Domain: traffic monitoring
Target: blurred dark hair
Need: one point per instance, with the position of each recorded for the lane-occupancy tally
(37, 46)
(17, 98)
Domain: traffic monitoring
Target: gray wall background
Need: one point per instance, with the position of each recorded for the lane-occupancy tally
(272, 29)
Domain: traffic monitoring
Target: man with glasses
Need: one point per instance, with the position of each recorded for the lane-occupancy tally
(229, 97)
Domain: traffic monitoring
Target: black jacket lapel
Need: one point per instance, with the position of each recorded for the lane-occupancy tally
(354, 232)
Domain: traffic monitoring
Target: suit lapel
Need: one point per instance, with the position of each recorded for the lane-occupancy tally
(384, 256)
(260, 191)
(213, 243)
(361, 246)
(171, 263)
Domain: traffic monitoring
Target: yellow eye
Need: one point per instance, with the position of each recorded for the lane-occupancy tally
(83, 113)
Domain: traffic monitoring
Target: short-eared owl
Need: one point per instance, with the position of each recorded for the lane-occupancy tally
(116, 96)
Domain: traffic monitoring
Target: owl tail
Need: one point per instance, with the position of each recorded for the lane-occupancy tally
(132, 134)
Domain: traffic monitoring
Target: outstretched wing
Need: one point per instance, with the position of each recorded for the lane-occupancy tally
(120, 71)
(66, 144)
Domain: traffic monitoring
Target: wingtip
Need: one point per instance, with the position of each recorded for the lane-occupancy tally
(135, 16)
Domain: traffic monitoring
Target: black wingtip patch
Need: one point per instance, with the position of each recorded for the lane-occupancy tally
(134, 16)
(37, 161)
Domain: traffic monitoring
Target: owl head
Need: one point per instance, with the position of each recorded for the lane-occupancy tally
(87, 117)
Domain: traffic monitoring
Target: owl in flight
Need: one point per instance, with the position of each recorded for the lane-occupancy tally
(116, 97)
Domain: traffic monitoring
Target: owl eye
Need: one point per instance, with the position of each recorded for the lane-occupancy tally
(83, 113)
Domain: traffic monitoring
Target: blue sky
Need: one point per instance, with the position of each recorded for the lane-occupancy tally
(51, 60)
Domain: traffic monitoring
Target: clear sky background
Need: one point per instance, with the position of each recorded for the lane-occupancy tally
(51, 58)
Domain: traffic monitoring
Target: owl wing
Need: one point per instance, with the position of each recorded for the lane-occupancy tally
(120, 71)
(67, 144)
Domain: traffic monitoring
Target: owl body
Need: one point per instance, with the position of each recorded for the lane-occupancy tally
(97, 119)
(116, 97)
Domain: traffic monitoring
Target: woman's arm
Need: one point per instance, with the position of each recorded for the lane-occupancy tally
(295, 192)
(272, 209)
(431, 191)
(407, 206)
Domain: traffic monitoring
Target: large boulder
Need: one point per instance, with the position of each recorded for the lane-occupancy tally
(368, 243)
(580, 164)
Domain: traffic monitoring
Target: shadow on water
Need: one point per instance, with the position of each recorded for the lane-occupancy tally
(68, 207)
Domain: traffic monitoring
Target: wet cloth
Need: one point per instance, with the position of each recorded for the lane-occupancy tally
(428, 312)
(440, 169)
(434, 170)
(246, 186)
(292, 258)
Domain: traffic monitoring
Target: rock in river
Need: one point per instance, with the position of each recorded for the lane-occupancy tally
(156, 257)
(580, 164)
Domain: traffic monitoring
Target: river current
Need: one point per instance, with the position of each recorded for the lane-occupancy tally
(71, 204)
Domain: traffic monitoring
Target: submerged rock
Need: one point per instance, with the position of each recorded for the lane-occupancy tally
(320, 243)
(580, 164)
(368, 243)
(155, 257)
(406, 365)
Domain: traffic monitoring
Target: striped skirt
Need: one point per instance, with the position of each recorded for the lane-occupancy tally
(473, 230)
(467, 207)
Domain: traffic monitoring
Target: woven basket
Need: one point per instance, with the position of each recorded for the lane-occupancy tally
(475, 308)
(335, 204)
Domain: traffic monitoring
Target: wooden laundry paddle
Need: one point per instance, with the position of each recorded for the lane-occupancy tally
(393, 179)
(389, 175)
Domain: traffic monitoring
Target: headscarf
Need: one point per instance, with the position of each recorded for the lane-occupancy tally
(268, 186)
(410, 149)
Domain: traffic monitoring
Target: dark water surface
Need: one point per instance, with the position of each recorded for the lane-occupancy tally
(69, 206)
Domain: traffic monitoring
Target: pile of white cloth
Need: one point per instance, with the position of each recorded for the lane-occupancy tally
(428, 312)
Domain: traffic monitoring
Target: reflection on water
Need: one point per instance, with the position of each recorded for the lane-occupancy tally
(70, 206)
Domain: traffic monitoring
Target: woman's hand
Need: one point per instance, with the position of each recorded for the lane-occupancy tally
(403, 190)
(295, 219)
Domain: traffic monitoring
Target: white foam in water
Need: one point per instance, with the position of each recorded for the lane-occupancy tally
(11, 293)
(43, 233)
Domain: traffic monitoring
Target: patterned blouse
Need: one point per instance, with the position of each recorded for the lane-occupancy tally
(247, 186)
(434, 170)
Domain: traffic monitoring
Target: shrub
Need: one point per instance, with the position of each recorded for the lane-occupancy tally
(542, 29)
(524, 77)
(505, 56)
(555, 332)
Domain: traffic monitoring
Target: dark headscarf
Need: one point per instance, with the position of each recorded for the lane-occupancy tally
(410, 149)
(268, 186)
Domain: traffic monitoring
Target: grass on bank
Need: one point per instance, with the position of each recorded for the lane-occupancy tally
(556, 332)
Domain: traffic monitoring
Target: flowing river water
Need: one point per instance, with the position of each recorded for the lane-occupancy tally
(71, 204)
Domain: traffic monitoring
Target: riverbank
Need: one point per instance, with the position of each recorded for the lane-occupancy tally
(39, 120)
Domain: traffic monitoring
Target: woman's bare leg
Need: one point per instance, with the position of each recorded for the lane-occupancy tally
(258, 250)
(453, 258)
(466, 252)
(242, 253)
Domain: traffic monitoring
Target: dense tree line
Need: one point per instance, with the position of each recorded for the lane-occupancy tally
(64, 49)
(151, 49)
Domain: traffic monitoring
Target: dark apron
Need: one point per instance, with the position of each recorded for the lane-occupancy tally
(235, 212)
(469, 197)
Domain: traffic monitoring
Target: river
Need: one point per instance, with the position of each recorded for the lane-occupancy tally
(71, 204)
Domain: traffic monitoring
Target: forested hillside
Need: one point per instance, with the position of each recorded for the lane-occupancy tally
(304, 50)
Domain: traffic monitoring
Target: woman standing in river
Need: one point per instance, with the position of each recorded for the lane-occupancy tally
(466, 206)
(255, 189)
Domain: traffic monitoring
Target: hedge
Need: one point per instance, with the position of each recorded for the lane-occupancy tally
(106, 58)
○ ○ ○ ○
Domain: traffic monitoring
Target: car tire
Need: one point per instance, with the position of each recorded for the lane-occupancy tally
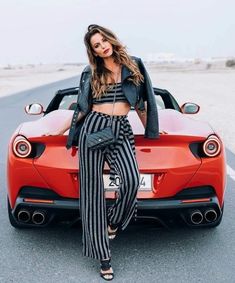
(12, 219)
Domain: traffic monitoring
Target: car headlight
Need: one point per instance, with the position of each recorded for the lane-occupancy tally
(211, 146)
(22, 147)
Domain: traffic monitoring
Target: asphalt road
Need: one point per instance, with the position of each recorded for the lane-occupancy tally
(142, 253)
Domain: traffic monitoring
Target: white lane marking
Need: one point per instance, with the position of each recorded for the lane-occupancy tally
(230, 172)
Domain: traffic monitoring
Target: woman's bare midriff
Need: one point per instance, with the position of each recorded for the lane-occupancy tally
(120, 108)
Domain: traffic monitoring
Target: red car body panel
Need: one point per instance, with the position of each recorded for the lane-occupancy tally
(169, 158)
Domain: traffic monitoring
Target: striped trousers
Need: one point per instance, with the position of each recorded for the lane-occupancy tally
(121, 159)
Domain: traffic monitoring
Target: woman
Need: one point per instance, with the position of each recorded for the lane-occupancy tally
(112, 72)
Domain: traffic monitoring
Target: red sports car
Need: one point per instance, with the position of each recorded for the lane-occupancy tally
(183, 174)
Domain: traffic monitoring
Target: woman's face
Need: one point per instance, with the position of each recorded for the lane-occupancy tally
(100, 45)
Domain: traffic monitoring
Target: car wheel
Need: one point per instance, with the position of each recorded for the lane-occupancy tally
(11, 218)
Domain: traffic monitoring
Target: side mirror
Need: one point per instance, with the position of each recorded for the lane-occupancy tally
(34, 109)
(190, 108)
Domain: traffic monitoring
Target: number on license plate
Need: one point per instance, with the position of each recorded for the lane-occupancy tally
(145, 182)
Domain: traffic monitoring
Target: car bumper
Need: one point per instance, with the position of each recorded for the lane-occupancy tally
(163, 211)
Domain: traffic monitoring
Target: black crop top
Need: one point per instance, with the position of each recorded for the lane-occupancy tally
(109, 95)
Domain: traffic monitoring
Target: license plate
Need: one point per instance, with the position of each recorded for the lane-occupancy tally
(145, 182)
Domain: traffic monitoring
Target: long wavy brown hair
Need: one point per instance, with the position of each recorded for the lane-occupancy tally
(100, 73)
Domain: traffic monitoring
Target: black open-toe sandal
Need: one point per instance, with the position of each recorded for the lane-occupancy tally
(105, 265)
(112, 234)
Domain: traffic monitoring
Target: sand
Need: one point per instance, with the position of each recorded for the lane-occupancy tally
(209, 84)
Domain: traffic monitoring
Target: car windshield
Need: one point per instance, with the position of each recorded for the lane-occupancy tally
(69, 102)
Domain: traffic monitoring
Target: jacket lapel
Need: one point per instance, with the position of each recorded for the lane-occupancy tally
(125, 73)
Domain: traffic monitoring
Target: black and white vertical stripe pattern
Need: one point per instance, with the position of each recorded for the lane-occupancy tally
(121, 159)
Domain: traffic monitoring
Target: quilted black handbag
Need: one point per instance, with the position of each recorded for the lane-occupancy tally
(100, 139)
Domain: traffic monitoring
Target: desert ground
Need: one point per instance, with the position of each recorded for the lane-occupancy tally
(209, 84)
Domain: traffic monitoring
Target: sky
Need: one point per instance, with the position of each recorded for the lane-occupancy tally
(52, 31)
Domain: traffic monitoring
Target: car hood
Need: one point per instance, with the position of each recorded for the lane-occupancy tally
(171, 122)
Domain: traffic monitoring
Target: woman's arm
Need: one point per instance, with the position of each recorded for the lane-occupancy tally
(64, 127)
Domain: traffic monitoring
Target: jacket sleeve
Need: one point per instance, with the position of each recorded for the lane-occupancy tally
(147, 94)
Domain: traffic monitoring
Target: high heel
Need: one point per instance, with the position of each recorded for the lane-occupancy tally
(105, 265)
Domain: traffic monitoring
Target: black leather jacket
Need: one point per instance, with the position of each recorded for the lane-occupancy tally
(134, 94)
○ ○ ○ ○
**AIM OF THE EXERCISE:** Collect each line of the material above that contains the string "license", and copy those lines out in full. The match is case-sensitive.

**EXPECTED ANSWER:**
Target: number on license plate
Target: license plate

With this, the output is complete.